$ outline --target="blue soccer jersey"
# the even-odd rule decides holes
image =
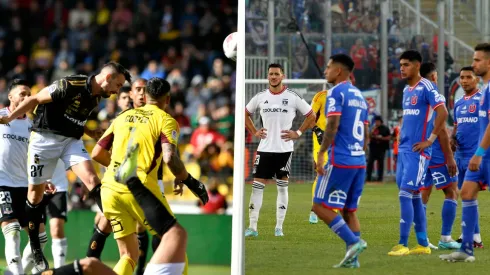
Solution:
[[[456,158],[471,158],[478,148],[480,137],[480,124],[478,115],[480,111],[481,91],[470,96],[464,96],[454,104],[454,125],[456,129]]]
[[[483,136],[485,135],[485,130],[487,129],[489,119],[488,116],[490,115],[490,85],[487,83],[485,87],[482,89],[482,96],[480,98],[480,110],[478,111],[479,114],[479,123],[480,123],[480,135],[478,138],[478,144],[481,143],[481,140],[483,139]],[[490,159],[490,148],[487,149],[485,152],[485,155],[483,156],[484,160]],[[486,162],[486,161],[483,161]]]
[[[444,98],[443,95],[441,95],[441,97]],[[432,153],[430,154],[430,156],[431,158],[429,162],[429,168],[438,167],[446,164],[446,157],[444,156],[444,152],[442,151],[442,146],[439,138],[437,138],[432,144]]]
[[[335,167],[362,168],[364,153],[364,124],[367,124],[368,104],[361,91],[350,82],[341,82],[330,89],[326,115],[340,116],[338,132],[328,150]]]
[[[427,140],[434,128],[434,109],[445,104],[444,96],[429,80],[422,78],[415,86],[403,89],[403,123],[398,151],[412,152],[412,146]],[[430,158],[432,146],[422,152]]]

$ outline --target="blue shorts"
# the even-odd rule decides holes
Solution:
[[[425,174],[423,186],[420,189],[431,189],[433,185],[437,190],[442,190],[458,180],[457,176],[451,177],[445,164],[428,168]]]
[[[419,191],[423,186],[429,160],[419,153],[399,152],[396,163],[396,184],[399,189]]]
[[[339,168],[329,162],[325,175],[318,176],[313,202],[332,210],[355,212],[365,177],[366,168]]]
[[[482,190],[487,189],[490,182],[490,161],[488,159],[482,159],[478,171],[466,170],[464,181],[476,182]]]
[[[456,165],[458,166],[458,189],[461,190],[463,187],[464,177],[466,175],[466,170],[468,169],[468,163],[470,158],[456,158]]]

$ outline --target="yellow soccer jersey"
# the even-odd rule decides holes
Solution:
[[[325,104],[327,102],[327,92],[328,91],[321,91],[316,93],[316,95],[313,97],[313,100],[311,101],[311,108],[313,109],[313,113],[316,114],[316,126],[318,128],[322,129],[325,131],[325,128],[327,127],[327,117],[325,116]],[[320,150],[320,144],[318,143],[318,140],[316,138],[316,134],[313,133],[313,160],[316,163],[316,160],[318,159],[318,151]],[[328,161],[328,153],[325,153],[325,163],[326,164]]]
[[[129,193],[126,185],[114,180],[115,170],[124,160],[128,142],[140,145],[137,175],[141,182],[158,194],[158,167],[162,161],[162,143],[177,146],[179,125],[165,111],[155,105],[130,109],[121,113],[97,143],[109,150],[111,147],[111,164],[102,178],[102,184],[116,192]]]

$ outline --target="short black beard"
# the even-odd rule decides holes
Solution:
[[[281,82],[279,82],[279,84],[277,84],[276,86],[272,85],[271,82],[269,81],[269,86],[271,86],[272,88],[277,88],[279,87],[279,85],[281,85]]]

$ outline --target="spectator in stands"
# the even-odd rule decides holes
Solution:
[[[226,202],[226,197],[219,192],[218,187],[217,180],[212,180],[208,185],[208,203],[203,206],[201,201],[198,202],[203,214],[224,214],[226,212],[228,203]]]
[[[68,27],[72,30],[77,28],[88,28],[92,22],[92,13],[85,8],[85,2],[77,1],[76,9],[70,11],[68,16]]]
[[[150,61],[148,67],[141,73],[141,78],[150,79],[152,77],[165,78],[165,71],[162,66],[157,63],[156,60]]]
[[[199,127],[194,130],[191,136],[191,145],[194,147],[194,156],[198,158],[206,146],[211,143],[222,144],[224,142],[225,137],[212,129],[209,117],[201,117],[199,119]]]
[[[123,87],[119,90],[119,93],[117,94],[117,107],[119,108],[119,113],[131,108],[131,98],[129,97],[129,91],[129,87]]]
[[[356,43],[352,45],[350,56],[352,57],[352,61],[354,61],[354,76],[356,78],[357,87],[364,89],[366,86],[366,63],[368,59],[362,38],[357,38]]]
[[[371,181],[372,179],[375,161],[378,164],[377,181],[383,181],[385,154],[386,150],[390,148],[390,140],[390,129],[383,124],[383,118],[381,118],[381,116],[376,116],[374,119],[374,127],[370,134],[366,181]]]

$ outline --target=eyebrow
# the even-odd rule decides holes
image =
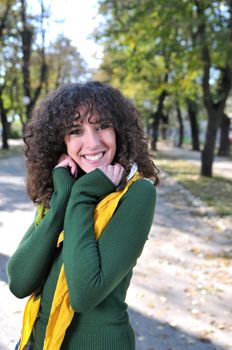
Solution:
[[[75,130],[80,130],[82,128],[81,124],[78,124],[78,125],[75,125],[75,124],[72,124],[68,127],[67,129],[67,134],[71,134],[73,131]]]
[[[82,127],[82,125],[83,125],[83,123],[79,123],[79,122],[74,122],[74,123],[72,123],[70,126],[69,126],[69,130],[70,129],[73,129],[73,128],[80,128],[80,127]]]
[[[68,126],[68,132],[71,132],[72,130],[75,130],[75,129],[82,128],[83,122],[84,121],[82,121],[80,118],[75,118],[73,120],[73,123]],[[102,118],[102,119],[97,119],[95,121],[91,121],[91,118],[90,118],[90,120],[88,122],[89,122],[89,124],[92,124],[92,125],[108,124],[108,125],[113,126],[113,121],[110,118]]]

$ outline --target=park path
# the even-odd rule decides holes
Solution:
[[[212,216],[166,174],[157,192],[127,297],[136,350],[232,349],[230,219]],[[9,292],[5,265],[33,216],[22,158],[0,159],[0,350],[20,334],[25,301]]]
[[[173,157],[176,159],[185,159],[200,168],[201,152],[192,151],[186,147],[174,147],[171,142],[158,142],[158,150],[163,156]],[[214,157],[213,174],[223,176],[232,180],[232,158],[231,157]]]

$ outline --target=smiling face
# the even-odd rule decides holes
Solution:
[[[115,130],[110,123],[88,116],[82,122],[80,119],[74,122],[68,135],[65,136],[65,144],[68,155],[86,173],[101,165],[112,163],[116,153]]]

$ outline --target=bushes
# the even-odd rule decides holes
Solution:
[[[19,120],[15,120],[10,124],[9,127],[9,138],[10,139],[21,139],[22,138],[22,125]]]

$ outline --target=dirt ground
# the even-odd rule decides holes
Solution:
[[[232,349],[232,221],[221,219],[166,174],[127,302],[136,350]],[[20,157],[0,160],[0,350],[14,349],[25,300],[5,266],[34,216]]]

---

I'd like every record printed exactly, with the pictures left out.

**TASK RESULT:**
$ outline --target="blue soccer jersey"
# the even-odd rule decides holes
image =
Solution:
[[[456,158],[471,158],[478,148],[480,137],[480,124],[478,115],[480,111],[481,91],[470,96],[464,96],[454,104],[454,125],[456,129]]]
[[[483,136],[485,135],[485,130],[487,129],[489,119],[488,116],[490,115],[490,85],[487,83],[485,87],[482,89],[482,96],[480,98],[480,110],[478,111],[479,114],[479,123],[480,123],[480,135],[478,138],[478,144],[481,143],[481,140],[483,139]],[[490,159],[490,148],[487,149],[485,152],[485,155],[483,156],[484,160]],[[486,162],[486,161],[483,161]]]
[[[444,98],[443,95],[441,95],[441,97]],[[432,153],[430,154],[430,156],[431,158],[429,162],[429,168],[438,167],[446,164],[446,157],[444,156],[444,152],[442,151],[442,146],[439,138],[437,138],[432,144]]]
[[[335,167],[362,168],[364,153],[364,124],[367,124],[368,104],[361,91],[350,82],[341,82],[330,89],[326,115],[340,116],[338,132],[328,150]]]
[[[427,140],[434,128],[434,109],[445,104],[444,96],[429,80],[422,78],[415,86],[403,89],[403,123],[398,151],[412,152],[412,146]],[[430,158],[432,146],[422,152]]]

$ outline --target="blue shorts"
# the even-odd rule decides holes
Solution:
[[[425,174],[423,186],[420,189],[431,189],[433,185],[437,190],[442,190],[458,180],[457,176],[451,177],[445,164],[428,168]]]
[[[419,191],[423,186],[429,160],[419,153],[399,152],[396,163],[396,184],[399,189]]]
[[[339,168],[329,162],[325,175],[318,176],[313,202],[332,210],[355,212],[365,177],[366,168]]]
[[[482,190],[487,189],[490,182],[490,161],[488,159],[482,159],[478,171],[466,170],[464,181],[476,182]]]
[[[456,165],[458,166],[458,189],[461,190],[463,187],[464,177],[466,175],[466,170],[468,169],[468,163],[470,158],[456,158]]]

$ outline --target="yellow soccer jersey"
# the even-odd rule decides holes
Solution:
[[[325,104],[327,102],[327,92],[328,91],[321,91],[316,93],[316,95],[313,97],[313,100],[311,101],[311,108],[313,109],[313,113],[316,114],[316,126],[318,128],[322,129],[325,131],[325,128],[327,127],[327,117],[325,116]],[[320,150],[320,144],[318,143],[318,140],[316,138],[316,134],[313,133],[313,160],[316,163],[316,160],[318,159],[318,151]],[[328,161],[328,153],[325,153],[325,163],[326,164]]]
[[[129,193],[126,185],[114,180],[115,170],[124,160],[128,142],[140,145],[137,175],[141,182],[158,194],[158,167],[162,161],[162,143],[177,146],[179,125],[165,111],[155,105],[130,109],[121,113],[97,143],[109,150],[111,147],[111,164],[102,178],[102,184],[116,192]]]

$ outline --target="short black beard"
# the even-odd rule decides holes
Solution:
[[[281,82],[279,82],[279,84],[277,84],[276,86],[272,85],[271,82],[269,81],[269,86],[271,86],[272,88],[277,88],[279,87],[279,85],[281,85]]]

$ outline --target="spectator in stands"
# the even-odd rule decides holes
Solution:
[[[226,202],[226,197],[219,192],[218,187],[217,180],[212,180],[208,185],[208,203],[203,206],[201,201],[198,202],[203,214],[224,214],[226,212],[228,203]]]
[[[68,27],[72,30],[77,28],[88,28],[92,22],[92,13],[85,8],[85,2],[77,1],[76,9],[70,11],[68,16]]]
[[[150,61],[148,67],[141,73],[141,78],[150,79],[152,77],[165,78],[165,71],[162,66],[157,63],[156,60]]]
[[[199,127],[194,130],[191,136],[191,145],[194,147],[194,156],[198,158],[206,146],[211,143],[222,144],[224,142],[225,137],[212,129],[209,117],[201,117],[199,119]]]
[[[123,87],[119,90],[119,93],[117,94],[117,107],[119,108],[119,113],[131,108],[131,98],[129,97],[129,91],[129,87]]]
[[[356,43],[352,45],[350,56],[352,57],[352,61],[354,61],[354,76],[356,78],[357,87],[364,89],[366,86],[366,63],[368,59],[362,38],[357,38]]]
[[[371,181],[372,179],[375,161],[378,164],[377,181],[383,181],[385,154],[386,150],[390,148],[390,140],[390,129],[383,124],[383,118],[381,118],[381,116],[376,116],[374,119],[374,127],[370,134],[366,181]]]

$ outline --target=eyebrow
# the even-odd rule decides holes
image =
Solution:
[[[75,130],[80,130],[82,128],[81,124],[78,124],[78,125],[75,125],[75,124],[72,124],[68,127],[67,129],[67,134],[71,134],[73,131]]]
[[[82,127],[82,125],[83,125],[83,123],[79,123],[79,122],[74,122],[74,123],[72,123],[70,126],[69,126],[69,130],[70,129],[73,129],[73,128],[80,128],[80,127]]]
[[[68,126],[68,132],[71,132],[72,130],[75,130],[75,129],[82,128],[83,122],[84,121],[82,121],[80,118],[75,118],[73,120],[73,123]],[[102,118],[102,119],[97,119],[95,121],[91,121],[91,118],[90,118],[90,120],[88,122],[89,122],[89,124],[92,124],[92,125],[108,124],[108,125],[113,126],[113,121],[110,118]]]

$ outline --target=park path
# the even-odd rule decides holes
Solution:
[[[212,216],[166,174],[157,192],[127,297],[136,350],[232,349],[230,219]],[[9,292],[5,265],[33,216],[22,158],[0,159],[0,350],[20,334],[25,301]]]
[[[173,157],[176,159],[185,159],[200,168],[201,152],[192,151],[186,147],[174,147],[171,142],[158,142],[158,150],[163,156]],[[214,157],[213,174],[223,176],[232,180],[232,158],[231,157]]]

$ outline --target=smiling face
# the even-odd rule decides holes
Solution:
[[[115,130],[110,123],[88,116],[82,122],[80,119],[74,122],[68,135],[65,136],[65,144],[68,155],[86,173],[101,165],[112,163],[116,153]]]

$ outline --target=bushes
# the even-odd rule decides holes
Solution:
[[[19,120],[15,120],[10,124],[9,127],[9,138],[10,139],[21,139],[22,138],[22,125]]]

$ outline --target=dirt ground
# the even-odd rule decides holes
Solution:
[[[232,349],[232,221],[221,219],[166,174],[127,302],[136,350]],[[20,157],[0,160],[0,350],[14,349],[25,300],[5,266],[34,216]]]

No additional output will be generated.